» What to do: Please list each abbreviation that the article below on detecting neuroinflammation in multiple sclerosis with PET explains with its full form, and give that full form.

Text Size: a  |   a 

Neuroinflammation is Detected in Multiple Sclerosis by PET

June 14, 2016

Molecular imaging is bringing researchers closer than ever to identify the triggers of multiple sclerosis, something which has yet to be discovered. This leads us to the evaluation of next-generation therapies for MS which is what researchers said when they introduced this study at the 2016 Annual Meeting of the Society of Nuclear Medicine and Molecular Imaging (SNMMI).

Senior investigator, Zhude Tu, PhD said, “Inflammation is the body’s physiological defense to harmful stimuli and it plays a critical role in the immune response to injury and infection.” He also stated that despite the benefits of acute inflammation in promoting healing, the same processes are associated with numerous pathological conditions when chronic inflammation is left unchecked.

A primary mechanism in the disease process, sphingolipid, was found by the study and further looked into by researchers. In 2010 fingolimod was approved by the FDA for relapsing MS, this “Further supports the hypotheses that the sphingosine-1-phosphate receptor 1 (S1P1) is an ideal biomarker for imaging and new therapies.” Fingolimod also works by turning the autoimmune response down via the immune cell S1P1.

The first steps in the conducted research included author of the study, Adam J Rosenberd, PhD, and his colleagues producing a library of S1P1 which targeted small molecules and then radiolabeled them with fluoride-18. These radiotracers then directly bind to S1P1 receptors and are imaged with preclinical positron emission tomography (PET). This is conducted though noninvasive methodology to investigate the physiological functions of S1P1 receptors in animal models.

Rodent models of inflammatory disease and healthy controls were imaged by researchers using S1P1. The PET imaging agents were found to not only detect an increase in S1P1 expression in animals with inflammatory responses in comparison to healthy controls, but that the compounds also crossed the blood brain barrier in healthy animals. This proves to be a “significant limiting factor in the development of central nervous system drugs.”

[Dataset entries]
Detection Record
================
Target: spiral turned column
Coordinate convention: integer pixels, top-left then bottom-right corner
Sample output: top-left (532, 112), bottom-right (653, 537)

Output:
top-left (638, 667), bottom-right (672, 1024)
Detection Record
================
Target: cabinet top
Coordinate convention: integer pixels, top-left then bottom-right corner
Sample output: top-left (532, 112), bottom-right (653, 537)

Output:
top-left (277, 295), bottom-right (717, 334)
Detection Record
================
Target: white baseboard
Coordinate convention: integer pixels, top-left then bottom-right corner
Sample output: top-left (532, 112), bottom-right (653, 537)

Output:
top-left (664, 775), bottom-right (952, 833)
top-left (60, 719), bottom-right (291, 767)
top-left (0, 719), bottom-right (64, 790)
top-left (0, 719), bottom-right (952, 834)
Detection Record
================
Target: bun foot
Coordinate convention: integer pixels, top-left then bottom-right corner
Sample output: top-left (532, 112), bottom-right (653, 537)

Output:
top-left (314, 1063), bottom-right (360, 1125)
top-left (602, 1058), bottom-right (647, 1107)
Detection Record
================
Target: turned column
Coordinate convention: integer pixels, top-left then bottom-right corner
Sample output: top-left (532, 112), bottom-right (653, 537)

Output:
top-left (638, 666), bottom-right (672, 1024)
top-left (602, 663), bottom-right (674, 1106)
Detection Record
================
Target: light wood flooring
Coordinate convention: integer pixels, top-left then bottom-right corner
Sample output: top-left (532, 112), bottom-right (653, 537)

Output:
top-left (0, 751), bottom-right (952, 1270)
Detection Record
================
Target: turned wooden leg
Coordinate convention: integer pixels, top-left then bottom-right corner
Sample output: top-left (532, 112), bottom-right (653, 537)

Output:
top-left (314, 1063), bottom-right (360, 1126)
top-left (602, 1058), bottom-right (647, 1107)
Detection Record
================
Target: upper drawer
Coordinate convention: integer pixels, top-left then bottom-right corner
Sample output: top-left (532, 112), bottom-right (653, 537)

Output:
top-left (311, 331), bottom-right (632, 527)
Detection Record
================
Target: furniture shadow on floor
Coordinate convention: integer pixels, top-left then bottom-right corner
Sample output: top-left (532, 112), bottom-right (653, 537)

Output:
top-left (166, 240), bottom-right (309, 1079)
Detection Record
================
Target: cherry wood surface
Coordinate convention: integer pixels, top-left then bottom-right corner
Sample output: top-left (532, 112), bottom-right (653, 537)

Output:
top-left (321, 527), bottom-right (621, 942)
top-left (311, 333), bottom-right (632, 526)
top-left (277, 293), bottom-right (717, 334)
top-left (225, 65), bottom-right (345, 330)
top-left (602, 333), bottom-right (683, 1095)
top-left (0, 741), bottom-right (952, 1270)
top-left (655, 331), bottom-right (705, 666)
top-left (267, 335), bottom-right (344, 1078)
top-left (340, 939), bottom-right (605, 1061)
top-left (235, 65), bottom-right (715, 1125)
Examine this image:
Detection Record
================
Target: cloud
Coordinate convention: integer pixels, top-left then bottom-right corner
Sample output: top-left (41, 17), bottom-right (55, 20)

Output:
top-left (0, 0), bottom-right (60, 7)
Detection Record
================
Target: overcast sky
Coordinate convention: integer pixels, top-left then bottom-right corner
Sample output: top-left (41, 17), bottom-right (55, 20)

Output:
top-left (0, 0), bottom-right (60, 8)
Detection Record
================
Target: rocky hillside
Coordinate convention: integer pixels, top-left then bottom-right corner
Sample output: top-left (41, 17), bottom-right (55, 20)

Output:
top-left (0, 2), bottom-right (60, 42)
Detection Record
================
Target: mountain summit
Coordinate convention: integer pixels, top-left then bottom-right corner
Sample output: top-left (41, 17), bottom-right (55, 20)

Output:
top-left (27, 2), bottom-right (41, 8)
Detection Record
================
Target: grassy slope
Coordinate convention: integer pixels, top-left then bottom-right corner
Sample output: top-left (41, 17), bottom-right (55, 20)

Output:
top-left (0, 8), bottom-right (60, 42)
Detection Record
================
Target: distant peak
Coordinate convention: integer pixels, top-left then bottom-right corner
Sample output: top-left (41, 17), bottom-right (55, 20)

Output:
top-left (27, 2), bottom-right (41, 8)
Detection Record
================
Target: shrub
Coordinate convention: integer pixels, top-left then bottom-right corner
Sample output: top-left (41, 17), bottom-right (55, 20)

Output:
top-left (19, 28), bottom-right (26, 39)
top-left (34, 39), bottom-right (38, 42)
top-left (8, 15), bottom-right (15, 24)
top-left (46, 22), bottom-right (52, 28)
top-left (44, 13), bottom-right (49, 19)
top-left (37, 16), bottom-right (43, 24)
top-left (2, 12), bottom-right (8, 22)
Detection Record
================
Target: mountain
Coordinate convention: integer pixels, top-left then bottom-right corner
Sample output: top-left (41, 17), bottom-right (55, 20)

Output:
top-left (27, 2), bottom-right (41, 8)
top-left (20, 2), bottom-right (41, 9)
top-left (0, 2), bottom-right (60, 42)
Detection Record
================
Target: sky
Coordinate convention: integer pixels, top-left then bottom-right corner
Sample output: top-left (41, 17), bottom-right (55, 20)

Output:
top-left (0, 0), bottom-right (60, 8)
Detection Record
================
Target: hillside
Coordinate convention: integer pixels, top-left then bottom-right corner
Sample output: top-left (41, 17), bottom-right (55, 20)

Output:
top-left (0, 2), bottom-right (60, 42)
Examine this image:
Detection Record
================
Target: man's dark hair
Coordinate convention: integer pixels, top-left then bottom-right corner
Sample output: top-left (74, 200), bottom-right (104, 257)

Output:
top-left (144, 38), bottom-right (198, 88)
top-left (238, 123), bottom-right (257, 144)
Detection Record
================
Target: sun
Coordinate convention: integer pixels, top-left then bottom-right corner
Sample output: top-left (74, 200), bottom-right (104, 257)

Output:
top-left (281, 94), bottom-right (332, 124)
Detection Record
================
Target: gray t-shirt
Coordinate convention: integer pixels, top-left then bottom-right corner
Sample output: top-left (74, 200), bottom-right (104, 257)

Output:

» Response to the task:
- SNMMI: Society of Nuclear Medicine and Molecular Imaging
- S1P1: sphingosine-1-phosphate receptor 1
- PET: positron emission tomography